### Work order
All of the records should be given again verbatim.

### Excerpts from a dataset

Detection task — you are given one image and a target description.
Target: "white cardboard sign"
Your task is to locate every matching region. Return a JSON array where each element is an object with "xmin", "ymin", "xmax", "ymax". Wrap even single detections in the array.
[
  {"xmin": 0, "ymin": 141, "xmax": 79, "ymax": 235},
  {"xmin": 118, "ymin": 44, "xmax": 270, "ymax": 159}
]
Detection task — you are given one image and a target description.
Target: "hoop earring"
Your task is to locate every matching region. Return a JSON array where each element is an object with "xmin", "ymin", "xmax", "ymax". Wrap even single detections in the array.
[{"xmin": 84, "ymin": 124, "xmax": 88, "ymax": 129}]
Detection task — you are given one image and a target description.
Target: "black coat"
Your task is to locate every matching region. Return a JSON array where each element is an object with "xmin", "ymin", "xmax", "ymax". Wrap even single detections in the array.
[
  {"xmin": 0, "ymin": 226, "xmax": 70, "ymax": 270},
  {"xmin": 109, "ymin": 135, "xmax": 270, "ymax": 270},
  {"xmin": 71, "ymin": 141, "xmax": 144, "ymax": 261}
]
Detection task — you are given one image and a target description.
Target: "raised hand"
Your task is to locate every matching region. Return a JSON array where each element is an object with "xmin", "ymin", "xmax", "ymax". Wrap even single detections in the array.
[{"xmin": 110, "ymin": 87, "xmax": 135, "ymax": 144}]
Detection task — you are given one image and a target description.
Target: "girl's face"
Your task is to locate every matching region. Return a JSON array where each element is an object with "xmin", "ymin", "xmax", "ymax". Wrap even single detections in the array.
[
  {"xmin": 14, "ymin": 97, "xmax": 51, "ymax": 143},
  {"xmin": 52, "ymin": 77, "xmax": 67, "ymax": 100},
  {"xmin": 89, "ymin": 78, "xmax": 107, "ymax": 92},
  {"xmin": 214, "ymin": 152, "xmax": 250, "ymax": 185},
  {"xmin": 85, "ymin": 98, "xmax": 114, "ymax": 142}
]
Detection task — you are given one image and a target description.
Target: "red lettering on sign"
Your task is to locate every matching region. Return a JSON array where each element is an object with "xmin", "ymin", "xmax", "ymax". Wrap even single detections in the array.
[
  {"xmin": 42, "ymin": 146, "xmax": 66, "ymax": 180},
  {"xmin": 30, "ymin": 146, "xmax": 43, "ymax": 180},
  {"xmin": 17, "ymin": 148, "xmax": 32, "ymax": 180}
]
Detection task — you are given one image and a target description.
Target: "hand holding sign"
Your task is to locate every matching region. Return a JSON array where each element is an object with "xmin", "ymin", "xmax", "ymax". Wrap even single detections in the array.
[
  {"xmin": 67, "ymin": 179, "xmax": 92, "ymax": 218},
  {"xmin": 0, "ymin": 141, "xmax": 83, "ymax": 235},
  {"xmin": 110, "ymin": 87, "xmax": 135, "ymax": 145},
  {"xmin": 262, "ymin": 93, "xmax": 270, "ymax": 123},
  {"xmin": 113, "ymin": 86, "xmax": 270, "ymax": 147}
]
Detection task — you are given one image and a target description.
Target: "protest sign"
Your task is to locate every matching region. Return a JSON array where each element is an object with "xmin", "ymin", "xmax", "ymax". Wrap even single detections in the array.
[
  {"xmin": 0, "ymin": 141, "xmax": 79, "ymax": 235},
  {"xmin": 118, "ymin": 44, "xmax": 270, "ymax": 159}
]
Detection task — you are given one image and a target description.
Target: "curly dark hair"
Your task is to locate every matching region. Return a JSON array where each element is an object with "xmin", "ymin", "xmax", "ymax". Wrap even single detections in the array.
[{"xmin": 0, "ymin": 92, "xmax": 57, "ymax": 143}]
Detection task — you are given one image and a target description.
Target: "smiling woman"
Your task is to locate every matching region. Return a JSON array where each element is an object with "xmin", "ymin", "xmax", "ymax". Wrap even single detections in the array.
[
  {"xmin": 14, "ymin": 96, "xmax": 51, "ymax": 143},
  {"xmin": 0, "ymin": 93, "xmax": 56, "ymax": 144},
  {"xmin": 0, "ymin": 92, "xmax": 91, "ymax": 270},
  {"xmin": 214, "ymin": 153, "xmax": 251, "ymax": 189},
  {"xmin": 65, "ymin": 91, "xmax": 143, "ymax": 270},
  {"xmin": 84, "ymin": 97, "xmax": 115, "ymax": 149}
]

### Reply to the task
Detection task — you are given one image and a target description.
Target: "white cardboard sign"
Your task is to locate every matching region. Return a JSON array where each element is an object with "xmin", "ymin", "xmax", "ymax". Wrap even single detections in the array.
[
  {"xmin": 0, "ymin": 141, "xmax": 79, "ymax": 235},
  {"xmin": 118, "ymin": 44, "xmax": 270, "ymax": 159}
]
Detection task — you are given one image and a target description.
Target: "hoop earring"
Your task is to locate every matching region. Return a JSON array where each element is an object with "xmin", "ymin", "xmax", "ymax". Wrap even single detections in the array.
[{"xmin": 84, "ymin": 124, "xmax": 88, "ymax": 129}]
Detection task — you are given one image and a target description.
Target: "black coat"
Your task is to locate every matching region. Return a JSON array where each element is an object with "xmin", "ymin", "xmax", "ymax". Wrap even single detections in the array.
[
  {"xmin": 0, "ymin": 226, "xmax": 70, "ymax": 270},
  {"xmin": 109, "ymin": 135, "xmax": 270, "ymax": 270},
  {"xmin": 71, "ymin": 141, "xmax": 144, "ymax": 261}
]
Detection task — you are given one image and a target description.
Target: "raised hand"
Your task is to locate every matching region. Return a JSON array where each element is an object with "xmin", "ymin", "xmax", "ymax". Wrap even single detections in the array.
[{"xmin": 110, "ymin": 87, "xmax": 135, "ymax": 144}]
Detection task — you are given one image and a target description.
Target: "girl's face"
Your task is to locate every matching region. Return a JSON array where each element is an object with "xmin", "ymin", "xmax", "ymax". Wrap even single detections in the array.
[
  {"xmin": 14, "ymin": 97, "xmax": 51, "ymax": 143},
  {"xmin": 52, "ymin": 77, "xmax": 67, "ymax": 100},
  {"xmin": 89, "ymin": 78, "xmax": 107, "ymax": 92},
  {"xmin": 214, "ymin": 152, "xmax": 250, "ymax": 185},
  {"xmin": 85, "ymin": 98, "xmax": 114, "ymax": 142}
]
Detection task — you are given one image and a target description.
Target: "red lettering on sign"
Your task is to locate every matching region. Return a JSON array where each element is an object with "xmin", "ymin", "xmax", "ymax". Wrap even single detections in the array.
[
  {"xmin": 42, "ymin": 146, "xmax": 66, "ymax": 180},
  {"xmin": 30, "ymin": 146, "xmax": 43, "ymax": 180},
  {"xmin": 17, "ymin": 148, "xmax": 32, "ymax": 180}
]
Detection task — you are given one image and a target description.
Target: "hand holding sign"
Your task is to locate every matching region. Return a JSON array where each element is an object with "xmin", "ymin", "xmax", "ymax". Wrap even single detections in the array.
[
  {"xmin": 67, "ymin": 179, "xmax": 92, "ymax": 218},
  {"xmin": 0, "ymin": 141, "xmax": 83, "ymax": 235},
  {"xmin": 110, "ymin": 87, "xmax": 135, "ymax": 145},
  {"xmin": 262, "ymin": 93, "xmax": 270, "ymax": 123},
  {"xmin": 113, "ymin": 86, "xmax": 270, "ymax": 147}
]
Detection task — you are given one image and a target description.
Target: "protest sign"
Your task is to locate every matching region. Return a JSON array where each element is an object with "xmin", "ymin", "xmax", "ymax". Wrap even single detections in the array.
[
  {"xmin": 0, "ymin": 141, "xmax": 79, "ymax": 235},
  {"xmin": 118, "ymin": 44, "xmax": 270, "ymax": 159}
]
Detection task — you are given one image and a target description.
Target: "curly dark hair"
Your task is to locate every matching region. Return a JSON array where each element is an object with "xmin", "ymin", "xmax", "ymax". Wrap even single detections in the array.
[{"xmin": 0, "ymin": 92, "xmax": 57, "ymax": 143}]
Detection task — you are given one image and a target description.
Target: "smiling woman"
Your task is to locate every matching region. Return a JSON array where each element is an object with "xmin", "ymin", "xmax", "ymax". Wrap even single detections in the array.
[
  {"xmin": 14, "ymin": 96, "xmax": 51, "ymax": 143},
  {"xmin": 0, "ymin": 93, "xmax": 56, "ymax": 144},
  {"xmin": 0, "ymin": 92, "xmax": 91, "ymax": 270},
  {"xmin": 214, "ymin": 153, "xmax": 251, "ymax": 189},
  {"xmin": 65, "ymin": 91, "xmax": 143, "ymax": 270},
  {"xmin": 84, "ymin": 97, "xmax": 115, "ymax": 149}
]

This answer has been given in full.